● **PROVIDED TEXT**:
+++

Health

Ohio’s Opportunity for Health Care Price Transparency

Making health care costs transparent is the key to empowering patients and lowering the cost of care.

Since passage of key reforms in the Ohio House, hospital price transparency is within reach for the Buckeye State. Transparency is important in all areas of our economy and our government, and that is especially true for health care. As a matter of fact, the reforms in HB 49 codify existing federal law and allow for state enforcement of those laws—a necessary step to bringing down health care costs. These reforms also protect patients by prohibiting hospitals that are not in compliance with transparency laws from sending accounts into debt collection services.

The Affordable Care Act (ACA), enacted in 2010, required hospitals to post prices for their services. Very few hospitals are in compliance with that requirement, and the Department of Health and Human Services has refused to enforce the law. As a result, states are starting to codify transparency requirements of their own—allowing states the power to enforce.

Fewer than 1 in 5 Ohio hospitals are compliant with the ACA federal transparency requirements, and differences in costs for the same services can be hundreds of dollars in hospital facilities a short distance away from each other. Allowing the Ohio Director of Health to monitor and enforce the law will encourage higher compliance rates. Consumers will also be protected from debt collection if the hospital or provider was not in compliance at the time services were rendered.

Enforcing price transparency for health care services will help individuals understand the costs they incur and bring more competition to the health care market. Getting a handle on health care costs is particularly important to the long-term solvency of Medicare and Medicaid.  Efforts to bring transparency to health care have been largely bipartisan—a rarity in today’s polarized political atmosphere.

Health care is the only area of our economy where we are expected to “buy” a good or service without knowing the price. Making health care costs transparent is the key to empowering patients and lowering the cost of care. To that end, the Ohio House’s reforms share similarities with the model Hospital Price Transparency Act, one of ALEC’s Essential Policy Solutions for 2024.

+++

● **DATA RECORDS**:

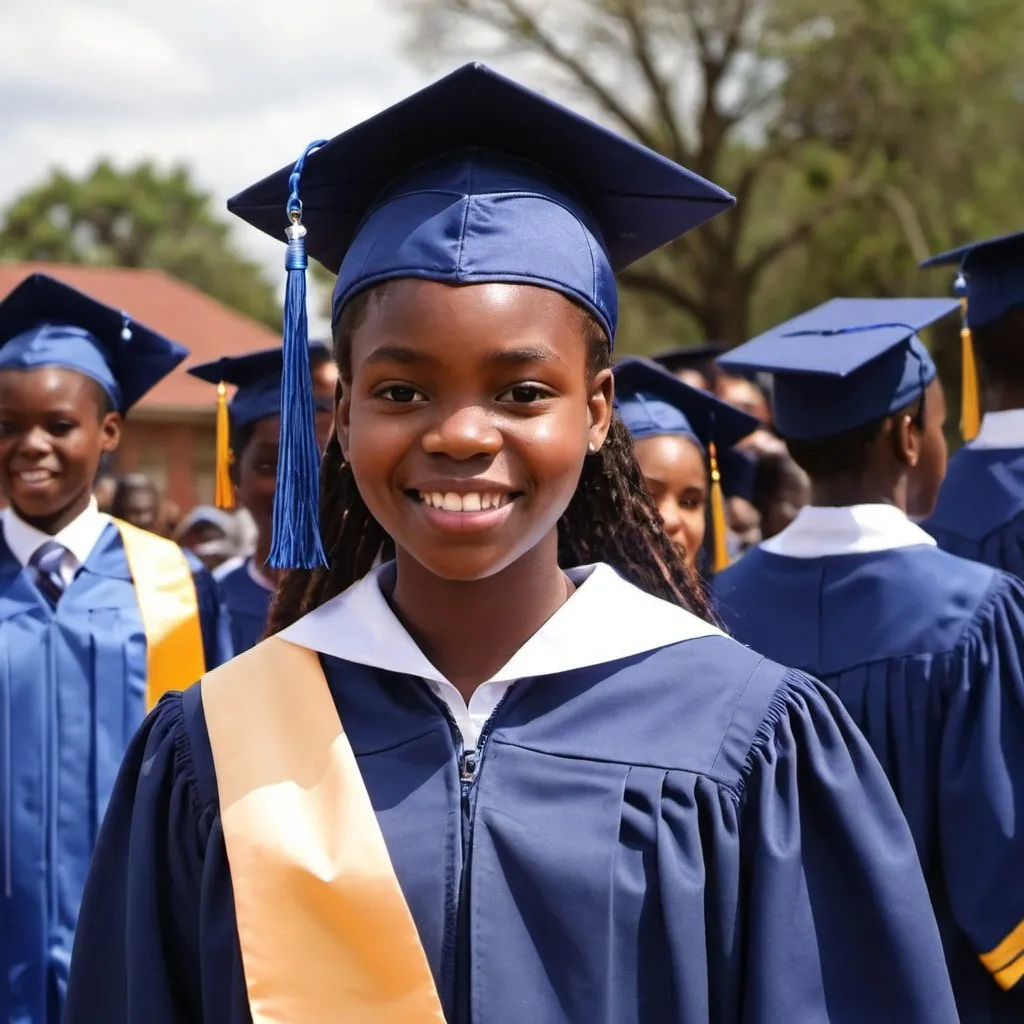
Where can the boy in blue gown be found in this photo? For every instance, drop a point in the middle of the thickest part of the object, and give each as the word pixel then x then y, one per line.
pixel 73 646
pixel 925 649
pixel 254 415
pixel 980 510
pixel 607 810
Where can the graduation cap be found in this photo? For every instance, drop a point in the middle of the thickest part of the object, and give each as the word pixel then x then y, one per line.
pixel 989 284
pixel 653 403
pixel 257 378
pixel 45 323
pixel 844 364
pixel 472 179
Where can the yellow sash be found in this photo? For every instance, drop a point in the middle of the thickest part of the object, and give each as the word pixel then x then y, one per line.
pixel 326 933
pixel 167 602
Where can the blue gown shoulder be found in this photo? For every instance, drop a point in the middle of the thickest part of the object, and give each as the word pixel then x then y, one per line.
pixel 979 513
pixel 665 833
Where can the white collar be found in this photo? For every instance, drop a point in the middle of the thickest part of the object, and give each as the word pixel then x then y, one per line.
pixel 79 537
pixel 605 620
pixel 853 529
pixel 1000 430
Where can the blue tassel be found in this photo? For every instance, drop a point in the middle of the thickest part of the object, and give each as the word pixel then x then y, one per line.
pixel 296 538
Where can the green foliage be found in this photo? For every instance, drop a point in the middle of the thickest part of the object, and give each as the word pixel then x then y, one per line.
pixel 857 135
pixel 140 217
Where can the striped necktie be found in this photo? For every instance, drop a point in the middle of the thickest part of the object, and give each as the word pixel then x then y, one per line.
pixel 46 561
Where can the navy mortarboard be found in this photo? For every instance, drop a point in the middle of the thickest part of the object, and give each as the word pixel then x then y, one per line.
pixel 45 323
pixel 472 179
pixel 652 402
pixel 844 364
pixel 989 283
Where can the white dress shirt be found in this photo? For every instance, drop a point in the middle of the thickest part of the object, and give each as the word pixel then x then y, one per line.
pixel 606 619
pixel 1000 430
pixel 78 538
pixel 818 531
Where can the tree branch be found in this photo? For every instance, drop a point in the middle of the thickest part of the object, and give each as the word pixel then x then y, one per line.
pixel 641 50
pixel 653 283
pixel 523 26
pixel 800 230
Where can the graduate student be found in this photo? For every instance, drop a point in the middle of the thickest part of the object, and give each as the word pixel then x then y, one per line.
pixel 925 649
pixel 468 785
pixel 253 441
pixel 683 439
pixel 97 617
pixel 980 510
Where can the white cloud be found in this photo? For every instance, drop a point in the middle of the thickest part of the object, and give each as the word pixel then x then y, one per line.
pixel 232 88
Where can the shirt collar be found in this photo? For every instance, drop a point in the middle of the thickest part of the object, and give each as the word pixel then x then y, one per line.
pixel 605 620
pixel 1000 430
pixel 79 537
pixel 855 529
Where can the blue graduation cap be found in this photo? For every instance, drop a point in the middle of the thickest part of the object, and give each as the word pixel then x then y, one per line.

+++

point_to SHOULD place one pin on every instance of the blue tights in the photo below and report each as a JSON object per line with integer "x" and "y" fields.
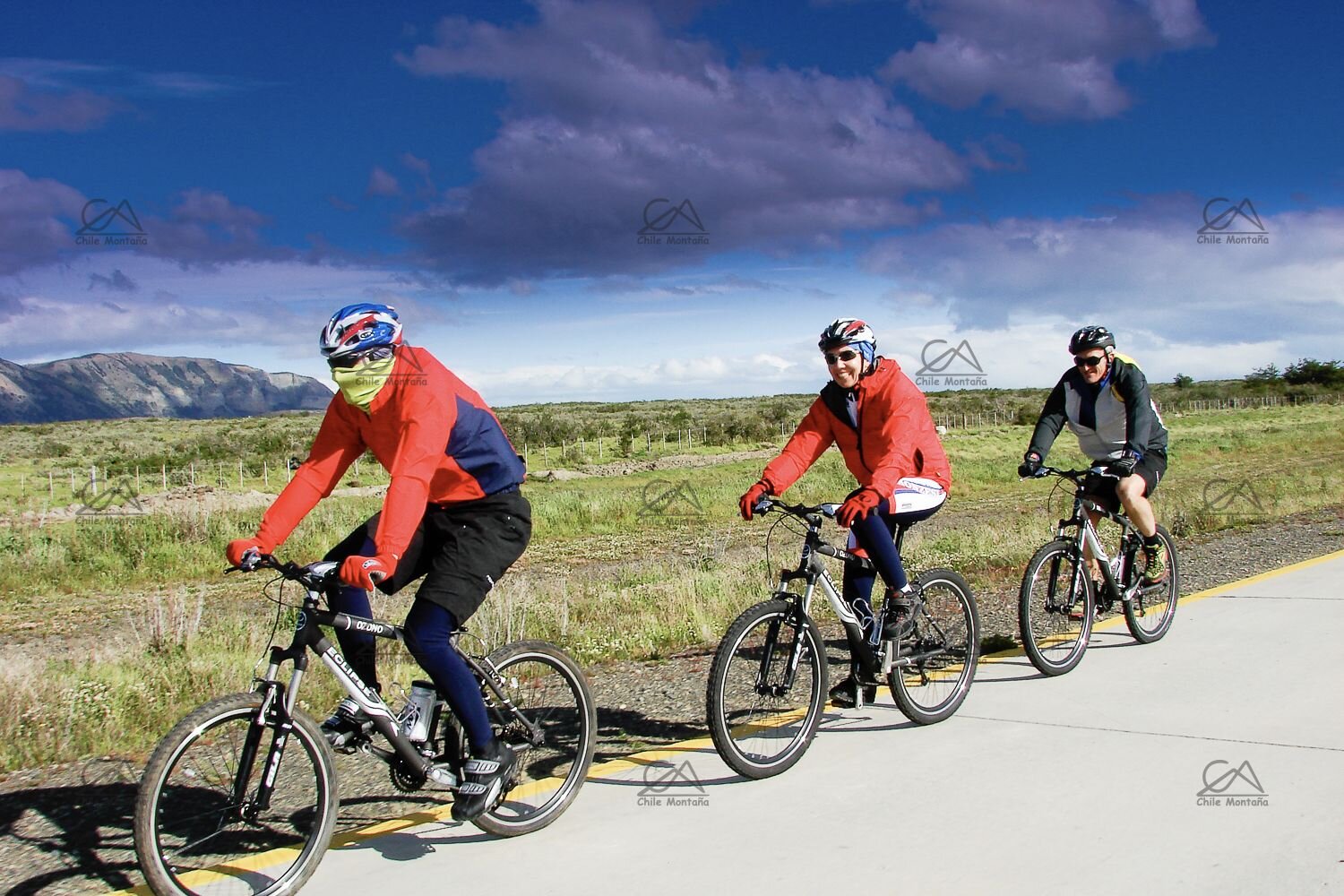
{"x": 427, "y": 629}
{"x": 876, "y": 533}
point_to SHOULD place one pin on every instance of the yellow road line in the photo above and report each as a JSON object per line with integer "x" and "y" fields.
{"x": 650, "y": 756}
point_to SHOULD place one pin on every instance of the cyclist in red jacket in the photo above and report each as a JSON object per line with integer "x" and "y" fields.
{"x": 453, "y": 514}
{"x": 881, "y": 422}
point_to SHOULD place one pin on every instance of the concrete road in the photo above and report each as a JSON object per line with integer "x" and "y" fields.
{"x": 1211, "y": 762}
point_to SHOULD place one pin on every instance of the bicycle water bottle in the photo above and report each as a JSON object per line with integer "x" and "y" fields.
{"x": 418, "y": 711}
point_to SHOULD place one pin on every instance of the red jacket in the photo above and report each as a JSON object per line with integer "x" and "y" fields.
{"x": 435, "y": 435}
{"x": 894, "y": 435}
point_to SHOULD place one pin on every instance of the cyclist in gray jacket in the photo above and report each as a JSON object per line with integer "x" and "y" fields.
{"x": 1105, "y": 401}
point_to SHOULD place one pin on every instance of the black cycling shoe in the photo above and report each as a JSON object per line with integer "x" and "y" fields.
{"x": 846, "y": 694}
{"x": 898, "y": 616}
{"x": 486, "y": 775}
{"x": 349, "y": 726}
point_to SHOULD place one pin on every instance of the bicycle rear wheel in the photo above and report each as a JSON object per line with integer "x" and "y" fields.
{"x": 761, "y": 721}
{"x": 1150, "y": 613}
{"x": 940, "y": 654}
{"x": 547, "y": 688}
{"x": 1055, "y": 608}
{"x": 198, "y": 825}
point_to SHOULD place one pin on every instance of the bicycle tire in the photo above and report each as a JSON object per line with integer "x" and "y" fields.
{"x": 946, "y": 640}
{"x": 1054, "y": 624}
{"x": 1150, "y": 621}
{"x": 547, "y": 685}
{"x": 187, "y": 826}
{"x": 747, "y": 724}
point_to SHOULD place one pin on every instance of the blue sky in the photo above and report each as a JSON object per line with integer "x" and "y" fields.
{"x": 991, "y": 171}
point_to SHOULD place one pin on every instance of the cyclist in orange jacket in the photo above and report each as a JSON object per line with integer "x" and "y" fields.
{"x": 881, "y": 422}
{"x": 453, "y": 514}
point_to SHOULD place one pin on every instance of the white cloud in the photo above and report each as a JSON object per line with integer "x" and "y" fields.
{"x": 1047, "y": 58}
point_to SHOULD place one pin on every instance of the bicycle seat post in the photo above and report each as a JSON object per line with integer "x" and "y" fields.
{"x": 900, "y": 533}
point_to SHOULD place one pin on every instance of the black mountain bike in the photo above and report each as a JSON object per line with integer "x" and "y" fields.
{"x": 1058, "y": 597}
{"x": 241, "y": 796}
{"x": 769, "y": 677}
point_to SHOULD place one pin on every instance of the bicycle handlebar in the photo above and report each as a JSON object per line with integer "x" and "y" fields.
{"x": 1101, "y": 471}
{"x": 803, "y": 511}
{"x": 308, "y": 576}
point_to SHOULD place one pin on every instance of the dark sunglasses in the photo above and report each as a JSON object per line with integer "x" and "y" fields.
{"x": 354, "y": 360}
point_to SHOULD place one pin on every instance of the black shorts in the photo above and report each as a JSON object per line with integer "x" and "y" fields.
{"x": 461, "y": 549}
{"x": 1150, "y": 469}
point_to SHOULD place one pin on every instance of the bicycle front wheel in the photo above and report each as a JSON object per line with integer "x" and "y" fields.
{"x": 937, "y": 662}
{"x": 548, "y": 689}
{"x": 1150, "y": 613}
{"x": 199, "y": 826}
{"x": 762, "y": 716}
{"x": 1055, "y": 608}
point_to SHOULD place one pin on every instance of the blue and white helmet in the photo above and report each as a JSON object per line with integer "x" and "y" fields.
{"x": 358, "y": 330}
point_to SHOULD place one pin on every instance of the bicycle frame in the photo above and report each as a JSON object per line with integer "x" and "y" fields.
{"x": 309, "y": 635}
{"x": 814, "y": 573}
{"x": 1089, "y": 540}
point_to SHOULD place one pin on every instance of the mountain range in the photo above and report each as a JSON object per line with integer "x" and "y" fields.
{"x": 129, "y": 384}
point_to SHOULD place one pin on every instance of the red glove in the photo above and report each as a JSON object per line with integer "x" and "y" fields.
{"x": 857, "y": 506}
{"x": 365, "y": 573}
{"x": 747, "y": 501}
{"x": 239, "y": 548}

+++

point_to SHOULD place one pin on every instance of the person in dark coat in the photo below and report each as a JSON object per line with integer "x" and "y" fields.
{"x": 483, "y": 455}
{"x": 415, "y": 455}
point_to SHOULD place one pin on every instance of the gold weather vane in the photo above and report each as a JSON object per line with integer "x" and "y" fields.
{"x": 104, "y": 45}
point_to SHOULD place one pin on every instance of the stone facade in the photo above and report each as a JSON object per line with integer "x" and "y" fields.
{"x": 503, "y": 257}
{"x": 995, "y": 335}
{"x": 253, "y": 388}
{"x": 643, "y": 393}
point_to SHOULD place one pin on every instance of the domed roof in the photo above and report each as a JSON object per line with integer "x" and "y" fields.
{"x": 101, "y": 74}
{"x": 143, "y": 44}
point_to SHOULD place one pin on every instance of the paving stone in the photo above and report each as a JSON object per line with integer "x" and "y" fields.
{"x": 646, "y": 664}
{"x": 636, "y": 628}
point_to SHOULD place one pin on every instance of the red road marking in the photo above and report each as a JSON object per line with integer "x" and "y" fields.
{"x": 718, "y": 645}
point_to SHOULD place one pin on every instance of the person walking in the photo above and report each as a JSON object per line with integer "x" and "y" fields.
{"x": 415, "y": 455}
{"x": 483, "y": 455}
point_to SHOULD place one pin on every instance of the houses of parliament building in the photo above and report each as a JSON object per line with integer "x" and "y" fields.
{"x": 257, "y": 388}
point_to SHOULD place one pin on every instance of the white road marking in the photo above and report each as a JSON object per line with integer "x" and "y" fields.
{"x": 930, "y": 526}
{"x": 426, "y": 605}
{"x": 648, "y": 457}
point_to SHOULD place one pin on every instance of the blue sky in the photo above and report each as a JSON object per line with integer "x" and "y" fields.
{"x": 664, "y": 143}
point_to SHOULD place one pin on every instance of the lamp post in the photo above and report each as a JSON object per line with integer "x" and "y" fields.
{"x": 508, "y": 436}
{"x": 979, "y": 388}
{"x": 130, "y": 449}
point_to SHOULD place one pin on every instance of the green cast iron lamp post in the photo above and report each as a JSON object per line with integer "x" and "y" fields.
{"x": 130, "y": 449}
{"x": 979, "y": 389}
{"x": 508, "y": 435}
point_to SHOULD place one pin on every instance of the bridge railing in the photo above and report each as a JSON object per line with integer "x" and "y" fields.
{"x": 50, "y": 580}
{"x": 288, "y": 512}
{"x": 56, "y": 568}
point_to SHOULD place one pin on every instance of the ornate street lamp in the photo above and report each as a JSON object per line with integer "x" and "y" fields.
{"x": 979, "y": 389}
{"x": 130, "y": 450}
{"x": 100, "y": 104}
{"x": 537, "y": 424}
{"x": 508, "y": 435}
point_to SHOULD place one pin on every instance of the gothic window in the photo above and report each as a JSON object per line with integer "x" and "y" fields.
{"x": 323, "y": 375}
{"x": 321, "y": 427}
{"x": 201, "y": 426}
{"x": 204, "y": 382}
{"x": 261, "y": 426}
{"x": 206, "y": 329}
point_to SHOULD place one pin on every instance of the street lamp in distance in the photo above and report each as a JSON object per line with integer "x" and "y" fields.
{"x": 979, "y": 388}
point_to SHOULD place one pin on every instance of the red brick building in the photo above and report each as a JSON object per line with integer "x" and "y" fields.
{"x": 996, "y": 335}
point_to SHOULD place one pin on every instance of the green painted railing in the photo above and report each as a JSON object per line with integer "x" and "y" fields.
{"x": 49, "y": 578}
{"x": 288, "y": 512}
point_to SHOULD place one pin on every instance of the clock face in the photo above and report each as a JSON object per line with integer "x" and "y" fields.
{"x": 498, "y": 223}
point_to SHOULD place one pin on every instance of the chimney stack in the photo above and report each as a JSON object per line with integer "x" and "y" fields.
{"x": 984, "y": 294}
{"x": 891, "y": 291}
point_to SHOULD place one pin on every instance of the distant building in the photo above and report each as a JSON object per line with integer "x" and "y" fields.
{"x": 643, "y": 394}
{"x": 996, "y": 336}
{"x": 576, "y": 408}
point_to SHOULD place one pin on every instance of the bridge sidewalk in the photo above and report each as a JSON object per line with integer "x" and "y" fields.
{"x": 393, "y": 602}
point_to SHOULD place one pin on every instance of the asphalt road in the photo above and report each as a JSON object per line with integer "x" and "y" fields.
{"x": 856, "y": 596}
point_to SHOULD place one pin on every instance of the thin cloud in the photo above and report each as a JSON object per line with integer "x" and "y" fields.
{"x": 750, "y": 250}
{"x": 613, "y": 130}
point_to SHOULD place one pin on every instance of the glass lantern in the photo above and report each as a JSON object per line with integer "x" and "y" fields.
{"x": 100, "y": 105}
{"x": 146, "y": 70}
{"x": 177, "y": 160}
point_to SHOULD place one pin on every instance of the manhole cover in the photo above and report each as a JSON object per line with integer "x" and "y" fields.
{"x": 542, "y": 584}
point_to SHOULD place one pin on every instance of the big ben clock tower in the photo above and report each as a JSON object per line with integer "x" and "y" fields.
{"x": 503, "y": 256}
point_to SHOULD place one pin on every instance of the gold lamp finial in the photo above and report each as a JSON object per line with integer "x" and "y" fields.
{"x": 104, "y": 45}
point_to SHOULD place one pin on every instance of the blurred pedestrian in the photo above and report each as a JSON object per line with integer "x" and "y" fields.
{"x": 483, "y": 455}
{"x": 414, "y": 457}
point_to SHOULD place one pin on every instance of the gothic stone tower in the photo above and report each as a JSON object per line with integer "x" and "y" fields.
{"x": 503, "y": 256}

+++

● **TASK INSTRUCTIONS**:
- A) According to the price transparency article, what share of Ohio hospitals comply with the ACA federal transparency requirements?
- B) In the price transparency article, reproduce the stretch from "Health care is" through "Solutions for 2024.".
The material is separate from the price transparency article and has no connection to it.

● **ANSWERS FOR THE TASKS**:
- A) Fewer than 1 in 5 Ohio hospitals comply.

- B)
Health care is the only area of our economy where we are expected to “buy” a good or service without knowing the price. Making health care costs transparent is the key to empowering patients and lowering the cost of care. To that end, the Ohio House’s reforms share similarities with the model Hospital Price Transparency Act, one of ALEC’s Essential Policy Solutions for 2024.